:: EXERCISE ::
Give again every line from the one with "Task: locate the white stripe" through the last line of the data, exactly, and leave out the lines before it.

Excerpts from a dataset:
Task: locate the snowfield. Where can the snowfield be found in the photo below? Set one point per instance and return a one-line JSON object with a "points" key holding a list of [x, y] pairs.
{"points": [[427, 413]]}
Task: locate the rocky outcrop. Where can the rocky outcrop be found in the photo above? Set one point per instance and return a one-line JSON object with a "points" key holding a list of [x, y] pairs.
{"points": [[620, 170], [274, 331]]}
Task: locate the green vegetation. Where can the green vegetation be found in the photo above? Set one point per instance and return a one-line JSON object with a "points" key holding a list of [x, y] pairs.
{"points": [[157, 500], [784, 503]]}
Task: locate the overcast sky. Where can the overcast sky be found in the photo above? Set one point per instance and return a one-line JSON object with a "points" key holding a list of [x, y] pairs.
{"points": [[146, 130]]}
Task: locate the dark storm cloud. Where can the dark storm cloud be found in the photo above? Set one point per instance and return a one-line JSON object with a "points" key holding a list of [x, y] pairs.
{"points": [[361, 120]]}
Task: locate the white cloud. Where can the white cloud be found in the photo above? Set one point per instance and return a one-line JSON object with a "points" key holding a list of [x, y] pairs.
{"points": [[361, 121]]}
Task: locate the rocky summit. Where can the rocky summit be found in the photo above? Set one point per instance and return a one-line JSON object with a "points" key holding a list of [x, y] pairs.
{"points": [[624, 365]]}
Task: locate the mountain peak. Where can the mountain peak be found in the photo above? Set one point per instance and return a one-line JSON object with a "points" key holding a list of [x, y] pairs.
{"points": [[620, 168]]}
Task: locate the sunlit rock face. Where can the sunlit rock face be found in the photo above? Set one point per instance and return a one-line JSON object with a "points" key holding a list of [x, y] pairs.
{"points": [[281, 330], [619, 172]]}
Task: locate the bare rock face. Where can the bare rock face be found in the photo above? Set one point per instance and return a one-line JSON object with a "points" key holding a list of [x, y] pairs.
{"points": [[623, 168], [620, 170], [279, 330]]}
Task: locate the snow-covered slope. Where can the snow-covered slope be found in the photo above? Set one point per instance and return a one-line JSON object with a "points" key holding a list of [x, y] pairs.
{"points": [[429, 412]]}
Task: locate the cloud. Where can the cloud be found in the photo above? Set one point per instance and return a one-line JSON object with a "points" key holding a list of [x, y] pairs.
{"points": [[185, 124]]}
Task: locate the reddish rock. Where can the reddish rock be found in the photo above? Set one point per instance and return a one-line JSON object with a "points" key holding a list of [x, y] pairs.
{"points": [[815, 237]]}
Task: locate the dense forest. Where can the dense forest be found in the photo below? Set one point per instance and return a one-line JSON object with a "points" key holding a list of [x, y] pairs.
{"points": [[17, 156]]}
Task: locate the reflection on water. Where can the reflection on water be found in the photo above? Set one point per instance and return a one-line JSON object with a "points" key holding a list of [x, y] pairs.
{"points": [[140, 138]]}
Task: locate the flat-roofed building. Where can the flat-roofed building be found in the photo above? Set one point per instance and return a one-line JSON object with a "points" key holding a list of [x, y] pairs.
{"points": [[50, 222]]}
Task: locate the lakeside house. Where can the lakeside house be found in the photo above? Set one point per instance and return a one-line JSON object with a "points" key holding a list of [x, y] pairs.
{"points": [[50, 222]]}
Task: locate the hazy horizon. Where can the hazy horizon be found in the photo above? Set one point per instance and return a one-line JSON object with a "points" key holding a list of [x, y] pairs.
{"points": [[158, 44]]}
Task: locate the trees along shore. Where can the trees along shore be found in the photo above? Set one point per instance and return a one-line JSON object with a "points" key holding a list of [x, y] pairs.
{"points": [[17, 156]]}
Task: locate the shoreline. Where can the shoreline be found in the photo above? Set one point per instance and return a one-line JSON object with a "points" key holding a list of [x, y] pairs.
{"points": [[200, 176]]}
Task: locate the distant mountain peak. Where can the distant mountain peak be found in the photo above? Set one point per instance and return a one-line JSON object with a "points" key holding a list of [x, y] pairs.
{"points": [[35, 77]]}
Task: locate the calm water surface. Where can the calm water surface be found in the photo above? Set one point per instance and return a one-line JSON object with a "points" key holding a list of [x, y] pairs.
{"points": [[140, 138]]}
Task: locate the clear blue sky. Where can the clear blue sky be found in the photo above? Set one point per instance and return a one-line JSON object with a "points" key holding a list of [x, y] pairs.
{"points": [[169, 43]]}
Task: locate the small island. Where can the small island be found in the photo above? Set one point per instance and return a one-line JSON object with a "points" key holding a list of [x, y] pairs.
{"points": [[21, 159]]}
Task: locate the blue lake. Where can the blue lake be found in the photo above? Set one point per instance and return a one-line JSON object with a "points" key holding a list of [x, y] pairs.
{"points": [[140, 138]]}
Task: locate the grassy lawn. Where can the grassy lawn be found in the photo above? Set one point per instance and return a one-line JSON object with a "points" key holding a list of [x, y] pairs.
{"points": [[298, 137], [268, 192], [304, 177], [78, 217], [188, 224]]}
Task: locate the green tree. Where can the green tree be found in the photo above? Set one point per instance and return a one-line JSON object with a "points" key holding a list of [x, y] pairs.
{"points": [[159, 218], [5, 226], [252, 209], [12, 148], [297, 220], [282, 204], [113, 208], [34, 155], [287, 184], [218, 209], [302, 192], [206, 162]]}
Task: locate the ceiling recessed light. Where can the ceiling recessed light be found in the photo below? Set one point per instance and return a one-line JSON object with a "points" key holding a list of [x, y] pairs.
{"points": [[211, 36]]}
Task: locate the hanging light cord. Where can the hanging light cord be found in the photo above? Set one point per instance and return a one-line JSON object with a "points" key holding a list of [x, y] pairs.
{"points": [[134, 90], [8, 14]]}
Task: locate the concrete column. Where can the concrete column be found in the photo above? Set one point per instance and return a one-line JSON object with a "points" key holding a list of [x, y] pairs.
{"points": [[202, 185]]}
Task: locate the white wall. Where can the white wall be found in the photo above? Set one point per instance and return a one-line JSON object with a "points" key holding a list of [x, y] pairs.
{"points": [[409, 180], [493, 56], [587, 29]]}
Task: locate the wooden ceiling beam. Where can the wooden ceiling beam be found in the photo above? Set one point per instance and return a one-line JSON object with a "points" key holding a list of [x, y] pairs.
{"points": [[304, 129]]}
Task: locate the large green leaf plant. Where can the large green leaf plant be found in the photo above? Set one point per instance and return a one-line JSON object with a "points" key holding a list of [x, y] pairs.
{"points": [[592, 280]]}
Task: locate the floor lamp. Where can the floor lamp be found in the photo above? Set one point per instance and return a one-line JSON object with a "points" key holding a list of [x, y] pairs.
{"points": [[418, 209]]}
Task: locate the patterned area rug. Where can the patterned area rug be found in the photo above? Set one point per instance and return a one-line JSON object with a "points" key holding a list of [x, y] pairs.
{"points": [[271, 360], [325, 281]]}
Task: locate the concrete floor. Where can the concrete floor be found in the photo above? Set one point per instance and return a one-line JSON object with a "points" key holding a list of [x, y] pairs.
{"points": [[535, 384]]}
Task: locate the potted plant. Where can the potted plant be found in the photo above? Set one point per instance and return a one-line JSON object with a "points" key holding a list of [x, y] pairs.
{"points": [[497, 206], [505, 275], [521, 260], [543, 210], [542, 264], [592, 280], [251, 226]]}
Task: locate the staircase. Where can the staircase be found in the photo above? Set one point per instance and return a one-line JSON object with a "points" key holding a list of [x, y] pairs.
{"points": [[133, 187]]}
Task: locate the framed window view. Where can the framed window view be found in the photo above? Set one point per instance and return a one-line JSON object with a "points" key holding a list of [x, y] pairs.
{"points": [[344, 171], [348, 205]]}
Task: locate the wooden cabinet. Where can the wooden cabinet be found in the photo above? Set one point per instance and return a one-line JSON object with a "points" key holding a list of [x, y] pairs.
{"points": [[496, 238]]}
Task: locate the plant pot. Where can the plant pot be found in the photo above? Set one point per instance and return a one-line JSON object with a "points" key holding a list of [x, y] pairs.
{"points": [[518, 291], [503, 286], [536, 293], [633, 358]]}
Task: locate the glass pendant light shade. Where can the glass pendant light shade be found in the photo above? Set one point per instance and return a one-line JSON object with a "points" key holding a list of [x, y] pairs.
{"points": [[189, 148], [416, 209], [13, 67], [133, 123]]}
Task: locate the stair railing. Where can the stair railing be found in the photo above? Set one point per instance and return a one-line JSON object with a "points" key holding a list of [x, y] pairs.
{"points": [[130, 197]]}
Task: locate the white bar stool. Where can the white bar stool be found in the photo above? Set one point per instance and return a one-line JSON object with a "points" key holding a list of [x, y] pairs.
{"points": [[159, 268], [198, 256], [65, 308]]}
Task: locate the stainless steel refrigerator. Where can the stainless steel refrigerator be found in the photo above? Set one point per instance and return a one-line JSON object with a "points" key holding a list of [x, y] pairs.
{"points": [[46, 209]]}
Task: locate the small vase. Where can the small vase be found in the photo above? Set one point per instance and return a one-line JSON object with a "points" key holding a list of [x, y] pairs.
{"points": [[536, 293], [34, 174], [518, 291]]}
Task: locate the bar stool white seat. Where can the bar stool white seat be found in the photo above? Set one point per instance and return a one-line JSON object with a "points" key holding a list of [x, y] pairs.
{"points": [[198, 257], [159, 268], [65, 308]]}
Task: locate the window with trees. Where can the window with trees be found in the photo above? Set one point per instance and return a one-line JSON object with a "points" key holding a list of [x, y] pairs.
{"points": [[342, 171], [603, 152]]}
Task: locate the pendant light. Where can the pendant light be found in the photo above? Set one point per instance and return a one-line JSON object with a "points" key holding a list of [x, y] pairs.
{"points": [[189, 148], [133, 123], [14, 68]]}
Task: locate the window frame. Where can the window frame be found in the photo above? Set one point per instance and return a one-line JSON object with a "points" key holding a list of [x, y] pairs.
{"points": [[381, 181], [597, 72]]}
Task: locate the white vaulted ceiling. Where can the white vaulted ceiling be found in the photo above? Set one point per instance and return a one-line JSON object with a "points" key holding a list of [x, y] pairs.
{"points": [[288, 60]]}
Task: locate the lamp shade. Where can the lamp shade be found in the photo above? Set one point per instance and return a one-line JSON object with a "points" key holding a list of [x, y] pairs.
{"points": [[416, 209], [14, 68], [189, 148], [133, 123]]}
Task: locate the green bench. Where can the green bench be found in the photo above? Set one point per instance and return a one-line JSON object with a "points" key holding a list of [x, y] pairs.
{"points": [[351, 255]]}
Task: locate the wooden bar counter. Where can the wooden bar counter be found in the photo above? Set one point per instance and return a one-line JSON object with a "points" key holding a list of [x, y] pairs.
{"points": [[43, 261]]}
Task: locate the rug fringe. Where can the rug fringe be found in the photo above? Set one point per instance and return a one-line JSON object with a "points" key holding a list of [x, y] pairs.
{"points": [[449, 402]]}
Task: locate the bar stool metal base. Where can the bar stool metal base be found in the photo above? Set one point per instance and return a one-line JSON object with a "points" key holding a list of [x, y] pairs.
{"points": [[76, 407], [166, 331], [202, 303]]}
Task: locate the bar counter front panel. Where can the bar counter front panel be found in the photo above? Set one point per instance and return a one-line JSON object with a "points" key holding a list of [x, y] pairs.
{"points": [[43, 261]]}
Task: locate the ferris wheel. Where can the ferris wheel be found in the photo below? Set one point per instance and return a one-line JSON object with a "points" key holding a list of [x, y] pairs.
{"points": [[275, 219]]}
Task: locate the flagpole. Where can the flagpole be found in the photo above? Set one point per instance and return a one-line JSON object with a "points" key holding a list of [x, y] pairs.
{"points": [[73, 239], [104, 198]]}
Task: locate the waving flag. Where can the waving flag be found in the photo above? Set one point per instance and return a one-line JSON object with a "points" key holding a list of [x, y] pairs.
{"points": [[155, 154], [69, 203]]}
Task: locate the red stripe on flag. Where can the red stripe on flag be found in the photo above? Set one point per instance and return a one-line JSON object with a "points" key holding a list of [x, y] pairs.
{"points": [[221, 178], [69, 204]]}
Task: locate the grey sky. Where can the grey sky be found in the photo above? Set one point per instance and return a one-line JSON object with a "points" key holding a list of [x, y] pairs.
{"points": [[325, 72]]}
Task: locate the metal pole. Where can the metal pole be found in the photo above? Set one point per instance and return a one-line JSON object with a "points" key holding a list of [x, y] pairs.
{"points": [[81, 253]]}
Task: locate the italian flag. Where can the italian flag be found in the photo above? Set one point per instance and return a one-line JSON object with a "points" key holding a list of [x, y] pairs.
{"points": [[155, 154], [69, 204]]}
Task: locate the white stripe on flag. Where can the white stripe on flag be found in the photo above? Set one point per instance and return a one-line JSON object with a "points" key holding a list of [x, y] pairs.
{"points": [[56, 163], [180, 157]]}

:: WRITTEN RESPONSE ::
Task: locate the white stripe on flag. Where can the white stripe on flag be found in the photo above? Set one point per instance and return a one-line JSON object with a "points" key holding a list of [x, y] pairs.
{"points": [[56, 163], [180, 157]]}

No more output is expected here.